— Begin GIVEN PASSAGE —

Study these scripts until you can see how they represent the hierarchies in figs 19/2a and 19/2b. The ability to be able to make this kind of paradigm switch is essential if you are to make full use of OOPS.

Let us now give the boss object a reality. The parent script for creating a boss object is shown in fig 19/5.

Boss - parent script

on new me
  return me
end
 
on messageToBoss me
  put "Boss has got the message"
end

Figure 19/5 Creating a boss object for the top of the hierarchy

All this boss object does is respond to the message messageToBoss. This is sufficient for us to be able to test the effectiveness of the hierarchy we have created in the memory space of the computer.

By sending this messageToBoss message, to any of the objects in the hierarchy, the message should get passed upwards through the ancestor portals until it reaches the boss object. The results of sending this messageToBoss message to various objects from the message box is shown in fig 19/6.

From the message box:

messageToBoss nodeG
-- "Boss has got the message"

messageToBoss nodeB
-- "Boss has got the message"

messageToBoss nodeE
-- "Boss has got the message"

Figure 19/6 Sending a message to the boss from different places in the hierarchy

As you can see from fig 19/6, the hierarchy responds as expected, with the messages traveling to the top of the hierarchy each time via the ancestor property.

The next thing to test is the ability of this hierarchy to transmit messages from the top of the hierarchy to the bottom. For this to happen the nodes need to be able to alter their ancestor properties. This can be done by providing a suitable handler in the nodes' parent script - a switchAncestor handler is shown in fig 19/7.

Node - parent script

property ancestor,descendants,originalAncestor,myName
 
on new me,ancestorGiven,descendantsList,aName
  set ancestor to ancestorGiven
  set originalAncestor to ancestorGiven
  set descendants to descendantsList
  set myName to aName
  return me
end
 
on switchAncestor me,num
  set ancestor to getAt(descendants,num)
end
 
on replaceOriginalAncestor me
  set ancestor to originalAncestor
end

Figure 19/7 A node can be told to change its ancestor

When the node object is created, it puts the ancestor it was given at birth into a property called originalAncestor. This allows the object to remember its "set up state".

Included in the parent script is a handler replaceOriginalAncestor which will allow the object to get back to its original state - which, as we shall see later, allows the original hierarchy to be restored to the way it was set up at birth.

Now that there is a facility for the hierarchy to be able to re configure itself, let's create another similar hierarchy with people. Lets create the hierarchy of people shown in fig 19/1.

— End GIVEN PASSAGE —

▶ _REQUIRED ACTIONS_:
#1 Copy out only the rows from the line with "cart wheel in the photo above." up to and including the line with "x=792, y=282", requests included, and raise every coordinate in the answers by 22.
#2 Continue the passage on object hierarchies from its final sentence.
The passage on object hierarchies has no connection to the rows that come after it.

— Begin RECORDS FOR THIS EXERCISE —

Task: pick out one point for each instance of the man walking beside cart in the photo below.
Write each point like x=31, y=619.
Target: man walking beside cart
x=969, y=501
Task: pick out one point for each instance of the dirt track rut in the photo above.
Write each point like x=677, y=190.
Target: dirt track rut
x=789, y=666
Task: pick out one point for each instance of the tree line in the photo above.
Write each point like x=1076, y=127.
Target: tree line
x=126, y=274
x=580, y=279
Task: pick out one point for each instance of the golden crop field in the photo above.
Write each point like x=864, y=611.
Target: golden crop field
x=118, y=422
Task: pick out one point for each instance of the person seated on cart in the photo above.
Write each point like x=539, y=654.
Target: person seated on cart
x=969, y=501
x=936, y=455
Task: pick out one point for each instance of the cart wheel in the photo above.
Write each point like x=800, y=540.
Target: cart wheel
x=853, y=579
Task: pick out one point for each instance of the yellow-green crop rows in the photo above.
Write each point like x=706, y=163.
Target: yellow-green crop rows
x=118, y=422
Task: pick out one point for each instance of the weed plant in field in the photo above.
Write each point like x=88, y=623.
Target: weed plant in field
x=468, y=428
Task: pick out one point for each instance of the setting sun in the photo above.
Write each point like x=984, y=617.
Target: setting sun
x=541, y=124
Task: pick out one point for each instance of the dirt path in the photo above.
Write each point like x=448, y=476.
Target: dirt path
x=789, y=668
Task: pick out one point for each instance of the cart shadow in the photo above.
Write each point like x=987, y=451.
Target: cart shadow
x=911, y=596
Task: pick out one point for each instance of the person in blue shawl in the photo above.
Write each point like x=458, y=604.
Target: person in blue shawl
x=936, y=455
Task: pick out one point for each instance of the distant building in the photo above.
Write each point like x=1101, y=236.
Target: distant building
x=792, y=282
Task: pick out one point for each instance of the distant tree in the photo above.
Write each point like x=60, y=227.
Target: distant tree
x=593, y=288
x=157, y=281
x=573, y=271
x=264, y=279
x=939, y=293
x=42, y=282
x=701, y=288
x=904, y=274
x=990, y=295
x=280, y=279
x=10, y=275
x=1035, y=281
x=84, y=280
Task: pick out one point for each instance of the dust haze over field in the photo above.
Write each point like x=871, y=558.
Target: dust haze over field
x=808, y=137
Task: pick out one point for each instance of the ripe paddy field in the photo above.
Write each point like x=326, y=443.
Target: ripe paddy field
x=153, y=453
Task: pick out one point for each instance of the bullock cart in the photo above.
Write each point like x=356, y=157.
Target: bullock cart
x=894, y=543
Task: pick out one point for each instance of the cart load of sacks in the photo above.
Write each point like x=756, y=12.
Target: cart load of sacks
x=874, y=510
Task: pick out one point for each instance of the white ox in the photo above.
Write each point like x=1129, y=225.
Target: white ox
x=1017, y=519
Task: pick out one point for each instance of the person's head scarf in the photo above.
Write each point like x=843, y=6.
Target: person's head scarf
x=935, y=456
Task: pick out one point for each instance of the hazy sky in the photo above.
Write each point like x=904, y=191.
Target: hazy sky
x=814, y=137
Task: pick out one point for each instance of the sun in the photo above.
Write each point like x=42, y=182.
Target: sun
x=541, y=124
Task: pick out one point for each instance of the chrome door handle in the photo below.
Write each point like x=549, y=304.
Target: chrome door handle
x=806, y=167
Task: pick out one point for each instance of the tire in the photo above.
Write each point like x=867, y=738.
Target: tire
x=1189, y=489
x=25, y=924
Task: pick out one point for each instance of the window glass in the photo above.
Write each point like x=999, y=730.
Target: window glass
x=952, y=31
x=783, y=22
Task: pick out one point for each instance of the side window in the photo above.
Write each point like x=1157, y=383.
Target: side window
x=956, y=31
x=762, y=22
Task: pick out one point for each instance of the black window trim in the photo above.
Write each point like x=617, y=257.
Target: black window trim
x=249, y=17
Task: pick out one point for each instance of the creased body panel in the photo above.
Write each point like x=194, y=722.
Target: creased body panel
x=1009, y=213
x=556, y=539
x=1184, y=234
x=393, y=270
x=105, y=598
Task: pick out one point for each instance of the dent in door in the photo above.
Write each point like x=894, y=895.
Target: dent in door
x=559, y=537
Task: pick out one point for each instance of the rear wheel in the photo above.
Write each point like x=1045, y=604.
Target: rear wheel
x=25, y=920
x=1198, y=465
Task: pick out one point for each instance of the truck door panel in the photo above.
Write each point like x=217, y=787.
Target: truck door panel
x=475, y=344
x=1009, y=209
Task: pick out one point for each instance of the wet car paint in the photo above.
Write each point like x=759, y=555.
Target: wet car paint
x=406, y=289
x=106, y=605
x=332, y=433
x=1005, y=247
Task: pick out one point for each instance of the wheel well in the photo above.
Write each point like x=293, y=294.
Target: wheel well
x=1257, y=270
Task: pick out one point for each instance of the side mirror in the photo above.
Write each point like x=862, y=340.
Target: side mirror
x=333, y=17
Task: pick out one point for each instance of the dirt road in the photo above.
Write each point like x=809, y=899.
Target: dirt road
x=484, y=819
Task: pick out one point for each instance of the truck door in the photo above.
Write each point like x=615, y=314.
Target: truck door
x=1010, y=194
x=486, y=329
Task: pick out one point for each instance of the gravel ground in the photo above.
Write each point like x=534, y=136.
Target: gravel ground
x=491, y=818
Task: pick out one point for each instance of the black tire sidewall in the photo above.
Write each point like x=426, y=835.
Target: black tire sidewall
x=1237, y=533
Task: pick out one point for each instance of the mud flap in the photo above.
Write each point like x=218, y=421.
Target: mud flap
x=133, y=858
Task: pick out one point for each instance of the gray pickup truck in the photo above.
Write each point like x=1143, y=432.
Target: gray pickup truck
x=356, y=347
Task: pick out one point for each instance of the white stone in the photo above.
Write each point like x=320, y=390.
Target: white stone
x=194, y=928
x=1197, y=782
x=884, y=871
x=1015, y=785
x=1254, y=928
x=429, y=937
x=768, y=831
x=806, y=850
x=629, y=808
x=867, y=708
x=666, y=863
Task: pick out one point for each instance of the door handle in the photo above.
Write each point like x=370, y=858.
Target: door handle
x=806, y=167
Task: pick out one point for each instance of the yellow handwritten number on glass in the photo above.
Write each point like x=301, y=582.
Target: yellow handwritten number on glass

— End RECORDS FOR THIS EXERCISE —

▶ _RESULTS OF THE TASKS_:
#1
Task: pick out one point for each instance of the cart wheel in the photo above.
Write each point like x=800, y=540.
Target: cart wheel
x=875, y=601
Task: pick out one point for each instance of the yellow-green crop rows in the photo above.
Write each point like x=706, y=163.
Target: yellow-green crop rows
x=140, y=444
Task: pick out one point for each instance of the weed plant in field in the photo above.
Write each point like x=88, y=623.
Target: weed plant in field
x=490, y=450
Task: pick out one point for each instance of the setting sun in the photo above.
Write each point like x=984, y=617.
Target: setting sun
x=563, y=146
Task: pick out one point for each instance of the dirt path in the photo above.
Write each point like x=448, y=476.
Target: dirt path
x=811, y=690
Task: pick out one point for each instance of the cart shadow in the photo above.
Write each point like x=987, y=451.
Target: cart shadow
x=933, y=618
Task: pick out one point for each instance of the person in blue shawl in the photo above.
Write each point like x=458, y=604.
Target: person in blue shawl
x=958, y=477
Task: pick out one point for each instance of the distant building in the photo above.
Write each point like x=1101, y=236.
Target: distant building
x=814, y=304

#2
The parent script (field "people") for creating people objects is shown in fig 19/8. It is exactly the same as the node object parent script except there is an additional handler which will allow a people object to identify itself if it receives a message (whoGetsIt).

people - parent script

property ancestor,descendants,originalAncestor,myName
 
on new me,ancestorGiven,descendantsList,aName
  set ancestor to ancestorGiven
  set originalAncestor to ancestorGiven
  set descendants to descendantsList
  set myName to aName
  return me
end
 
on switchAncestor me,num
  set ancestor to getAt(descendants,num)
end
 
on replaceOriginalAncestor me
  set ancestor to originalAncestor
end
 
on whoGetsIt me
  put myName & " has got it"
end

Figure 19/8 The node is given a way to identify itself

We can set up the hierarchy as shown in fig 19/1 in exactly the same way as we set up the hierarchy of nodes. This is shown in the mouseUp handler of button "Create people" in fig 19/9.

Create people - button script

on mouseUp
  global boss,Jennifer,June,John,William,Susan,James,Rachel,Lizzie,Joe
  repeat with i = 1 to 2 --repeating to set nodes in first pass
    set boss to new(script "boss")
    set Jennifer to new(script "people",boss,[June,James],"Jennifer Gray")
    set June to new(script "people",Jennifer,[John,William,Susan],"June White")
    set James to new(script "people",Jennifer,[Rachel,Lizzie,Joe],"James Scarlet")
    set John to new(script "people",June,[],"John Yellow")
    set William to new(script "people",June,[],"William Red")
    set Susan to new(script "people",June,[],"Susan Black")
    set Rachel to new(script "people",James,[],"Rachel Blue")
    set Lizzie to new(script "people",James,[],"Lizzie Brown")
    set Joe to new(script "people",James,[],"Joe Green")
  end repeat
end

Figure 19/9 Creating a hierarchy of people in memory space

It is worth taking a little time out here to try to visualize what it is we have now created in memory.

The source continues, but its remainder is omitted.